- [Task goal]
Output only an exact transcription of the line containing "Every instance of the window frame" and all lines that follow it in the data below.

- [Data provided]
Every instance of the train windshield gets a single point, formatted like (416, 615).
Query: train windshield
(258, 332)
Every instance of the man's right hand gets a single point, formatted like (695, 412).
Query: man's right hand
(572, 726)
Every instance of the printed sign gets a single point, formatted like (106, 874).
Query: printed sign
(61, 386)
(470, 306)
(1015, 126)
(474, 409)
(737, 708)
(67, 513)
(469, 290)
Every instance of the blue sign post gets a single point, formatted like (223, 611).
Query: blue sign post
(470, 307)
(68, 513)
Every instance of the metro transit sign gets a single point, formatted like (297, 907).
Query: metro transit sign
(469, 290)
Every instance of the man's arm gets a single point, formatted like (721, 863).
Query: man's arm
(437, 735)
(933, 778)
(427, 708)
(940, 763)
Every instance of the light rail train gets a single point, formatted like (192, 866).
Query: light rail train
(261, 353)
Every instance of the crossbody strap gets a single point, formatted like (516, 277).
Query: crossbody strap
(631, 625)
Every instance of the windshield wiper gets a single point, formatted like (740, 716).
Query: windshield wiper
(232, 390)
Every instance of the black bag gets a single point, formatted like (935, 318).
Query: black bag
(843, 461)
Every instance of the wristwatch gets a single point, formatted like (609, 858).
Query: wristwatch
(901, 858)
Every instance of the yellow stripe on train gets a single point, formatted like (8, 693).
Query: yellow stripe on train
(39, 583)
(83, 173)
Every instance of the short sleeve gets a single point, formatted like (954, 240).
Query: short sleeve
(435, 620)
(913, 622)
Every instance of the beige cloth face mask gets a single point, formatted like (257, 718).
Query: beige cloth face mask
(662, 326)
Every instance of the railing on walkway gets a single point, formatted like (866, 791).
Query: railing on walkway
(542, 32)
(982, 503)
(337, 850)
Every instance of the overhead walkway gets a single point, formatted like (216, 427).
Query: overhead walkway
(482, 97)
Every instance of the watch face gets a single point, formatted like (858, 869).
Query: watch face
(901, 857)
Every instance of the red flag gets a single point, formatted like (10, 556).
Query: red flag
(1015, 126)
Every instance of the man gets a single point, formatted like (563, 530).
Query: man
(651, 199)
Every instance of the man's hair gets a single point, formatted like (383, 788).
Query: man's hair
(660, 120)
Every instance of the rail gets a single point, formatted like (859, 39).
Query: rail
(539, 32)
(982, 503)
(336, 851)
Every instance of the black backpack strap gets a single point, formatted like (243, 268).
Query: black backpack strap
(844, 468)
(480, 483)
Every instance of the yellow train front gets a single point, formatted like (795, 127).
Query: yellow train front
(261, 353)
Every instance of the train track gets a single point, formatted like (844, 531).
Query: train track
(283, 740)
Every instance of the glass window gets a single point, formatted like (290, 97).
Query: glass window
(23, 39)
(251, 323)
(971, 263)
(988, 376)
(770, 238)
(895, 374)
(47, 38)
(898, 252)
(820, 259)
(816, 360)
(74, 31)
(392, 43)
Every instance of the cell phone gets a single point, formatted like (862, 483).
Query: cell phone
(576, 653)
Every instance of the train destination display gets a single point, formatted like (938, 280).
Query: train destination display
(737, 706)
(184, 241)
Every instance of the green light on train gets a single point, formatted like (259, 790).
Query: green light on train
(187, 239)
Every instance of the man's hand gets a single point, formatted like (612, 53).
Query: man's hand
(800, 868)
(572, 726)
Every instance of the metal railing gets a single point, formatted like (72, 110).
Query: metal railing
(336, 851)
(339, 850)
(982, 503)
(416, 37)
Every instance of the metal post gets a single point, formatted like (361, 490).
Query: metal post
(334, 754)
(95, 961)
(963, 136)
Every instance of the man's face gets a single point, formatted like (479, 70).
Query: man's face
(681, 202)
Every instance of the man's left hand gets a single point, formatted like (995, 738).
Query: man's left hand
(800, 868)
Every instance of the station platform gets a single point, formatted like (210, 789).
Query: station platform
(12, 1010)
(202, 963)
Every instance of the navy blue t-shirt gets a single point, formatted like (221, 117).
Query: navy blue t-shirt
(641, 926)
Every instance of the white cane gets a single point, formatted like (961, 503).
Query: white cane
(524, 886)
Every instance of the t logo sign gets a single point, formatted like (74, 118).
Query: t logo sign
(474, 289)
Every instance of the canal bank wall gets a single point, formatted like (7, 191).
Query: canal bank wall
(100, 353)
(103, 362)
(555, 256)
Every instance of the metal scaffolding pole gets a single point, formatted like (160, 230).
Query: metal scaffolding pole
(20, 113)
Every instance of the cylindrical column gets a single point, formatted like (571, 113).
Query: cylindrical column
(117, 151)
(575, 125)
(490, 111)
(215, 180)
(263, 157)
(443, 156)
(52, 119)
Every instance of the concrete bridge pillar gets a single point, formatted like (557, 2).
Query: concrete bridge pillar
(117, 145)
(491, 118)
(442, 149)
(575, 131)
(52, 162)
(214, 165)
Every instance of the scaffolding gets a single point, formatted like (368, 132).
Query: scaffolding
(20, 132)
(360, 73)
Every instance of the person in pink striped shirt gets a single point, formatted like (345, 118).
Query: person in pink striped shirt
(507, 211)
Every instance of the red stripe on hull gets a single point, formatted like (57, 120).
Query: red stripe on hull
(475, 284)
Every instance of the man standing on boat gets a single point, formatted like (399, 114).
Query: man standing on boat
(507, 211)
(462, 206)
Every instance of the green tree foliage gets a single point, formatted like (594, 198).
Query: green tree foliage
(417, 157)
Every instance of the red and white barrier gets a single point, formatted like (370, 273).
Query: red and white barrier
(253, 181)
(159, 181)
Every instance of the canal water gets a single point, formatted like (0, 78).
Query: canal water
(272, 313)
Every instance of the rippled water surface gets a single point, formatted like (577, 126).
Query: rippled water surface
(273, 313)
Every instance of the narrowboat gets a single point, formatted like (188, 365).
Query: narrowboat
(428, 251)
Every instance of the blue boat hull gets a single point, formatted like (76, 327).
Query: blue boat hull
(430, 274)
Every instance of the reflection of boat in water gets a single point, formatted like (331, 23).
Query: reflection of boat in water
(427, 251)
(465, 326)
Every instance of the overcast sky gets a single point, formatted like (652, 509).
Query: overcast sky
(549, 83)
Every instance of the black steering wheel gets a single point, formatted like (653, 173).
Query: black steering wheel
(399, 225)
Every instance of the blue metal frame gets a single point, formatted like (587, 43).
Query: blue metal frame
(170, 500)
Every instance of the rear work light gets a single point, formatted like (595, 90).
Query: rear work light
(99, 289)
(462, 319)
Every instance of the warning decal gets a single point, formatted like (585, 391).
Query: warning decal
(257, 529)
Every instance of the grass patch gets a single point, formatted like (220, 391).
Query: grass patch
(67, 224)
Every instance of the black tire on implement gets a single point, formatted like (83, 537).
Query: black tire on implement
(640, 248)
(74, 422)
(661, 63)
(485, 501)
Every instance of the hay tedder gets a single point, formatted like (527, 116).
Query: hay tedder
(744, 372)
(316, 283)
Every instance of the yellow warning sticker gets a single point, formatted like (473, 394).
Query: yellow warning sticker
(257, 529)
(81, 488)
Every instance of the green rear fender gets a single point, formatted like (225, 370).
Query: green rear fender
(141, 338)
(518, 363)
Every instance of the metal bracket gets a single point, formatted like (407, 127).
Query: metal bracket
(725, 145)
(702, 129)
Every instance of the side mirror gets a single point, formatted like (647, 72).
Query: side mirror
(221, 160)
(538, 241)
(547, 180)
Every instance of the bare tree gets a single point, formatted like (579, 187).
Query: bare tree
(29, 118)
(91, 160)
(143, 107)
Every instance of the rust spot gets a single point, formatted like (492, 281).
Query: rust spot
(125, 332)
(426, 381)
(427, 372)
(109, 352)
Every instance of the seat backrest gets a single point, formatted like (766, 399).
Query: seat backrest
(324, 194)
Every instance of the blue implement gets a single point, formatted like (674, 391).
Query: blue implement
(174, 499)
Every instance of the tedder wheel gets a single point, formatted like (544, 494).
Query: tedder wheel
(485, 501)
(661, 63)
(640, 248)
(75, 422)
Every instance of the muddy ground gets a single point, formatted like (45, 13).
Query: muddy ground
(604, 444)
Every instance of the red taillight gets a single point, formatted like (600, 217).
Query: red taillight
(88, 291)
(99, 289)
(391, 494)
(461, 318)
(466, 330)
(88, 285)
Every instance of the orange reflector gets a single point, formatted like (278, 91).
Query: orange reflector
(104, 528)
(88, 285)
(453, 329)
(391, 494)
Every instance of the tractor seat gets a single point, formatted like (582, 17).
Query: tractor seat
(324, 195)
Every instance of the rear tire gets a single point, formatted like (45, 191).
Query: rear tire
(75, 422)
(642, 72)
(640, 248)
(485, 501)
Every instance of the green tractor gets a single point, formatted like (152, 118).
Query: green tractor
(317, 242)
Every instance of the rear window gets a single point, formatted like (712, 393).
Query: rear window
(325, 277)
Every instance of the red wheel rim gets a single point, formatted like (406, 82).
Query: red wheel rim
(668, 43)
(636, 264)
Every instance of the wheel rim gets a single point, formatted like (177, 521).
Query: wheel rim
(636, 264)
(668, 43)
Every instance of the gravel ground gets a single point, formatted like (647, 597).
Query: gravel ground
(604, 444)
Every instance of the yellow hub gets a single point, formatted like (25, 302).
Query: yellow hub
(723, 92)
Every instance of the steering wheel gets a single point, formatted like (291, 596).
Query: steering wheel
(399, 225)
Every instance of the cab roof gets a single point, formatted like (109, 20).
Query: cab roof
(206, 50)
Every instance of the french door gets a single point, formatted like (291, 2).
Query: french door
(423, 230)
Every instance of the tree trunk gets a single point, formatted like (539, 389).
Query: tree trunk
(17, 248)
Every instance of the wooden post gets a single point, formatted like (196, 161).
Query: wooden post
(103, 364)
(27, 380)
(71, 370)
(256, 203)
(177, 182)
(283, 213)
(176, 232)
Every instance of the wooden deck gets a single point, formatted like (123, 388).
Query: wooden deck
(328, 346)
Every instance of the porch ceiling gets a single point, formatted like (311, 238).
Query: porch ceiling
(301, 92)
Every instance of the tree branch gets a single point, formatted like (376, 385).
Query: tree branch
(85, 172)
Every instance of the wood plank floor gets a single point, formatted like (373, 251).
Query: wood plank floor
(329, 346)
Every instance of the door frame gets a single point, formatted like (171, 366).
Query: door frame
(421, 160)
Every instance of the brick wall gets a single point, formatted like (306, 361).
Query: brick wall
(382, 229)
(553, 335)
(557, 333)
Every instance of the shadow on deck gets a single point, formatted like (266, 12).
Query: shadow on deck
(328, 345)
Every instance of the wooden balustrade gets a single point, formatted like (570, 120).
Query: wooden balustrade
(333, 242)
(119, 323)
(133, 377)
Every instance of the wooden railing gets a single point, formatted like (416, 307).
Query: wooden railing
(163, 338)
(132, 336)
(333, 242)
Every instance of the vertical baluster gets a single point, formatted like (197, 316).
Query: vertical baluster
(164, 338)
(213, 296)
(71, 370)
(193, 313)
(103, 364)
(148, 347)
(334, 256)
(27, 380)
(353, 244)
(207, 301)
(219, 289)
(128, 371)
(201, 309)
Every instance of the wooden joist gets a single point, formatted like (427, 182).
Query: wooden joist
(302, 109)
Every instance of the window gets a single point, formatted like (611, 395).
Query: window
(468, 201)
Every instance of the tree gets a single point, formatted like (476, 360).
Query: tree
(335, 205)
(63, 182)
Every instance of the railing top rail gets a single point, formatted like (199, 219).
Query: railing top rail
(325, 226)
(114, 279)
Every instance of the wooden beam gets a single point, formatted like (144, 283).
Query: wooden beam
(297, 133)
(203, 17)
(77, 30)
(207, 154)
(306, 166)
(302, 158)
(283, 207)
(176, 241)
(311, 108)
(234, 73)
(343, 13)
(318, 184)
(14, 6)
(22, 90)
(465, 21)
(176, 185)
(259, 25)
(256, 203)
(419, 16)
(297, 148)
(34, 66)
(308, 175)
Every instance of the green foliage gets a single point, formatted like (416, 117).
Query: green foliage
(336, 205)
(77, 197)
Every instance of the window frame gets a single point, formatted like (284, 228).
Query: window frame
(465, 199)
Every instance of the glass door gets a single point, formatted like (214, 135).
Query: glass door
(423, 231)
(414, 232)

- [Completed exercise]
Every instance of the window frame gets a single point, formatted like (284, 228).
Query: window frame
(465, 199)
Every instance of the glass door gets a single point, formatted like (214, 135).
Query: glass door
(423, 231)
(414, 232)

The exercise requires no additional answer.